▶ Bloco de texto:

•••

Compra o melhor remo, o colete top, participa de todas as travessias, aparece em cada clínica técnica e ainda banca do próprio bolso sua inscrição da competição, hospedagem, transporte e o que mais pintar. O que ele ganha? Muitas vezes chegar em último. Mas tá feliz, porque o verdadeiro prêmio é desafiar seus limites.
Esse é o remador que permanece anos no mesmo clube, evolui lentamente, mas nunca desiste. Resiliente, assiste de camarote à frustração de quem abandona o esporte na primeira derrota. Ele não pergunta “quanto custa?”, mas sim “quando é a próxima?”. Ele sustenta o esporte, movimenta o mercado e ainda aplaude quem chegou depois. Não é cliente: é pilar. Sem ele, não existe Va’a.
No mesmo clube, aparece aquele remador “super atleta” de ego inflado. O sujeito que acha que rema tanto que o simples fato de aparecer já deveria contar como pagamento.
Esse quase nunca paga mensalidade. “Pra quê?”, ele pensa. Treina cada dia numa equipe e em clubes diferentes, e quando chega a competição, é o primeiro a soltar: “quem vai bancar minha inscrição?”, “a organização vai oferecer algum benefício?”. Porque, na cabeça dele, é bom demais pra gastar do próprio bolso.
É o que pede desconto em tudo, mas na hora de competir aparece como se fosse patrocinado pela Red Bull: Track&Field da moda, colete Vogah, reminho Viper brilhando e, claro, chegando de carrão — ou até com uma canoa de carbono milionária.

•••

▶ Dados disponíveis:

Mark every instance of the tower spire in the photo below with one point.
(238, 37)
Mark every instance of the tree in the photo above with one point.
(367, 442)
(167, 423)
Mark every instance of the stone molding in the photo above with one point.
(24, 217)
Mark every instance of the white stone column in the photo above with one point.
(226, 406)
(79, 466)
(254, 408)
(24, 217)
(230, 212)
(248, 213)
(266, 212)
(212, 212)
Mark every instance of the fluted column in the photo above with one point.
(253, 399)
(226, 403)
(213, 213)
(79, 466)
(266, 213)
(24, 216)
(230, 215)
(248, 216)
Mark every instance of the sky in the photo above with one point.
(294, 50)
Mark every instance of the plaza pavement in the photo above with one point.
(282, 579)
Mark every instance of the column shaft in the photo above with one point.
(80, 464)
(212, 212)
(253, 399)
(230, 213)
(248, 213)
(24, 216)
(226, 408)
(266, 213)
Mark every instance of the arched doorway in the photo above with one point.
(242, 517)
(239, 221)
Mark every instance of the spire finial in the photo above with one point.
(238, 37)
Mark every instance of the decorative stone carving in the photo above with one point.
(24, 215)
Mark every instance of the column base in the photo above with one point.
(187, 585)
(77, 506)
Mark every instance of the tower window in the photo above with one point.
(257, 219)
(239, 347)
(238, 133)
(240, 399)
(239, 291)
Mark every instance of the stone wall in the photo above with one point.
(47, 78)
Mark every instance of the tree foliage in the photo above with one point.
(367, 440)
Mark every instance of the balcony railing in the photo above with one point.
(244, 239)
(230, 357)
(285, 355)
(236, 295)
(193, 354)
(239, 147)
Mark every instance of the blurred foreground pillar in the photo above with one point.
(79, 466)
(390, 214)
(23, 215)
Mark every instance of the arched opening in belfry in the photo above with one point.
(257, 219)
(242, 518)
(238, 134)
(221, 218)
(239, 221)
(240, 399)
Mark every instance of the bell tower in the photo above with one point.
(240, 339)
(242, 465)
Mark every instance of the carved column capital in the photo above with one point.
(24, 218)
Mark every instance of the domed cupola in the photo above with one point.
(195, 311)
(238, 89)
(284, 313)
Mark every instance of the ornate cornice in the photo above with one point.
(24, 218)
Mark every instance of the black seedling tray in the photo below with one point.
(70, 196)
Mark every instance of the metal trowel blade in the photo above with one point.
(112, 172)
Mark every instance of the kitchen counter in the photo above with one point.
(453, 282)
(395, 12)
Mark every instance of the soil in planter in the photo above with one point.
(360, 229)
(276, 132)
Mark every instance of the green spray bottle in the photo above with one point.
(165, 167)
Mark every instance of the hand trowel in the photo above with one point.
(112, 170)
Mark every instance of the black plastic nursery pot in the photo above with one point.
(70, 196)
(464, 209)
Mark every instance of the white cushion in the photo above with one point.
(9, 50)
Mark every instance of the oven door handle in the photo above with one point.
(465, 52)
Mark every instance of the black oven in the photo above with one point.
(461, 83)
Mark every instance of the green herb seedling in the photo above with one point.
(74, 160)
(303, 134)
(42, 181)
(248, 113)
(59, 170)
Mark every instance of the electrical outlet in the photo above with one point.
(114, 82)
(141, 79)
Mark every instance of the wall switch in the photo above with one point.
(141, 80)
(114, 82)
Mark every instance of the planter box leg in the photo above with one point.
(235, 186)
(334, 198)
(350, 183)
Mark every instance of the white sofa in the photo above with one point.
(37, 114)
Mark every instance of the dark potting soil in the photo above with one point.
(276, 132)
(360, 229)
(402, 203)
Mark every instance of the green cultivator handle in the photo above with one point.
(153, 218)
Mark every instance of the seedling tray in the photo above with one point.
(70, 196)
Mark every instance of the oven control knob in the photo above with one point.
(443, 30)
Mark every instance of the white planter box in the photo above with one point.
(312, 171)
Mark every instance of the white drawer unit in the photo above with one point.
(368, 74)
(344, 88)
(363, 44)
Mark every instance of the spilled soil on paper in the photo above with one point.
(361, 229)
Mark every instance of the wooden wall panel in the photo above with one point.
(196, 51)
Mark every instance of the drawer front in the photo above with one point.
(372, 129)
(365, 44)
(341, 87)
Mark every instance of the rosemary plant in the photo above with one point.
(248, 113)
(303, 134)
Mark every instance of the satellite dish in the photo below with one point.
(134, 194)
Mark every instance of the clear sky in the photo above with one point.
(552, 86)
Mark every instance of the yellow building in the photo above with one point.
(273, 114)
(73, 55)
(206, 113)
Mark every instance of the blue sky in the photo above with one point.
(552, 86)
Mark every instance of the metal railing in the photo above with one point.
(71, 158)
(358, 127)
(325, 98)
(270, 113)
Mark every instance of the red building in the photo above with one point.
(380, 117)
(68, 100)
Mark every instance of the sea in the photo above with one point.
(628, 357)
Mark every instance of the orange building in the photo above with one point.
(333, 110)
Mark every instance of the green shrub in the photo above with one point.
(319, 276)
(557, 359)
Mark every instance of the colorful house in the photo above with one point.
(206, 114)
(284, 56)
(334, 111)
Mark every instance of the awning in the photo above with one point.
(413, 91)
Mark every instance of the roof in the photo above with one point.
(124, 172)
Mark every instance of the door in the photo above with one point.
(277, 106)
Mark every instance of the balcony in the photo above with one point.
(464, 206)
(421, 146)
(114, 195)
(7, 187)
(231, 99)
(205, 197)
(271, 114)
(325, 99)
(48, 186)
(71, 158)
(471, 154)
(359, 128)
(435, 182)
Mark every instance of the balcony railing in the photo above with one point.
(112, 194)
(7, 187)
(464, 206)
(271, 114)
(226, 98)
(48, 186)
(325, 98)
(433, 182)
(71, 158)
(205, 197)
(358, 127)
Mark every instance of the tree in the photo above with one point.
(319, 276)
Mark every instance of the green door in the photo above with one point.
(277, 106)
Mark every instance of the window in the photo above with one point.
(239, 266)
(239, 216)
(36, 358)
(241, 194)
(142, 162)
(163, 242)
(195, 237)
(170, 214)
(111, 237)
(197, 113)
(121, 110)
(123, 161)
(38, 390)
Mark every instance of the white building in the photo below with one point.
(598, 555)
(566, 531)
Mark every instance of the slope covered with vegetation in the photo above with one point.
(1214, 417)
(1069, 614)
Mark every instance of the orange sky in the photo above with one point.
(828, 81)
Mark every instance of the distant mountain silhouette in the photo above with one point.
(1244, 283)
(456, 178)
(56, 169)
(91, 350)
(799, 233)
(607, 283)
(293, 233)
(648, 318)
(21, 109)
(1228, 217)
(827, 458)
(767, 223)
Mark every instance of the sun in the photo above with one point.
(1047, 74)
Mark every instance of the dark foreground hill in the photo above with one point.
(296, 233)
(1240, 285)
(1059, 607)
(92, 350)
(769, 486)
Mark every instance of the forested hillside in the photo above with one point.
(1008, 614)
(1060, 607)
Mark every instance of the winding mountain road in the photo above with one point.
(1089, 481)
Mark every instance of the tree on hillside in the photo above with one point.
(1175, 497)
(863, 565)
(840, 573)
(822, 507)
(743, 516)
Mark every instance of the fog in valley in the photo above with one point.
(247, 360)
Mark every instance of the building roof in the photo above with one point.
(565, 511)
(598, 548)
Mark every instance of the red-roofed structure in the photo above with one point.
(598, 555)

•••

▶ O que fazer: Imprima, sem alterações, o trecho do texto sobre os remadores de Va'a de "Esse quase nunca" a "do próprio bolso.". Os dados vêm de outra fonte, separada do texto.

▶ Resposta:
Esse quase nunca paga mensalidade. “Pra quê?”, ele pensa. Treina cada dia numa equipe e em clubes diferentes, e quando chega a competição, é o primeiro a soltar: “quem vai bancar minha inscrição?”, “a organização vai oferecer algum benefício?”. Porque, na cabeça dele, é bom demais pra gastar do próprio bolso.